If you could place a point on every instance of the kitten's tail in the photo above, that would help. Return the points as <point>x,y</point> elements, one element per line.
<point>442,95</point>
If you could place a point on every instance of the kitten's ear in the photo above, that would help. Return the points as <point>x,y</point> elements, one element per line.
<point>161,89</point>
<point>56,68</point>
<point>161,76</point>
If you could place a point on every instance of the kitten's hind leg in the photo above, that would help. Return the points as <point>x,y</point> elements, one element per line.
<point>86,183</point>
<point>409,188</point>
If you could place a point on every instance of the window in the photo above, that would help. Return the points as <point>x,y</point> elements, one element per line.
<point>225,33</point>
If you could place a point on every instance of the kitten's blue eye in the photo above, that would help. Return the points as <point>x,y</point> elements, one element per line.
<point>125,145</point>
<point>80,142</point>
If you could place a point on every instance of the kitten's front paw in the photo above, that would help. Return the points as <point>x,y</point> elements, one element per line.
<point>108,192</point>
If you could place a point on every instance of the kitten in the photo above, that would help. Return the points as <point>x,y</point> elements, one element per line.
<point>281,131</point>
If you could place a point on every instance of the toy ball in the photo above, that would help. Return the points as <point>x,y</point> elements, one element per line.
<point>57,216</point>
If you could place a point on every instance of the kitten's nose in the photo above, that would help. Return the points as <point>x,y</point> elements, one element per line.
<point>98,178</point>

◇ ◇ ◇ ◇ ◇ ◇ ◇

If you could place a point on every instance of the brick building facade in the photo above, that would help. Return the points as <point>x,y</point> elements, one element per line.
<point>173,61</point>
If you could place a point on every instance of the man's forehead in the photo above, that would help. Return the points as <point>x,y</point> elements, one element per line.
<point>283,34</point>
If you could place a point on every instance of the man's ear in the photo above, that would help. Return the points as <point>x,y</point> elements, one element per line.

◇ ◇ ◇ ◇ ◇ ◇ ◇

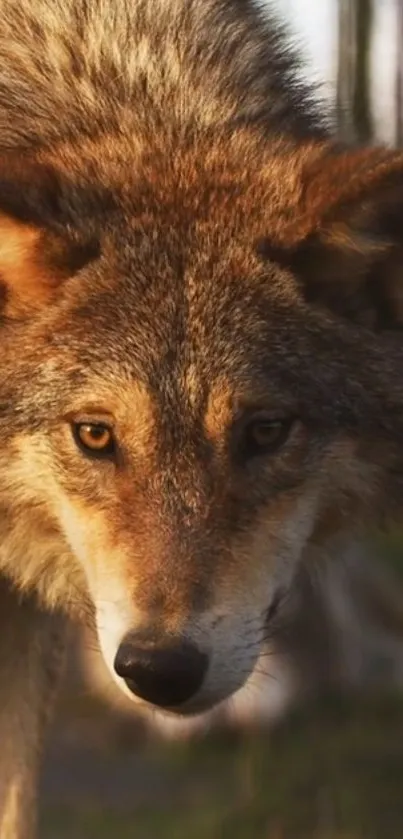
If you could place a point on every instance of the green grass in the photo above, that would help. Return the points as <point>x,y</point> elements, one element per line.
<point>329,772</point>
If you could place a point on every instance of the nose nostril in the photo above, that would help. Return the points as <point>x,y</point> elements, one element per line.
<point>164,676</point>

◇ ◇ ◇ ◇ ◇ ◇ ◇

> **WRITTEN PROBLEM**:
Turn the data between the line containing "the kitten's tail" and the line containing "<point>442,95</point>", inclusive, into a numbered list, leaving out any blank lines.

> **COMPLETED EXERCISE**:
1. If you could place a point on every instance of the kitten's tail in the photo above, that would help. Return the points as <point>x,y</point> elements, one element per line.
2. <point>442,95</point>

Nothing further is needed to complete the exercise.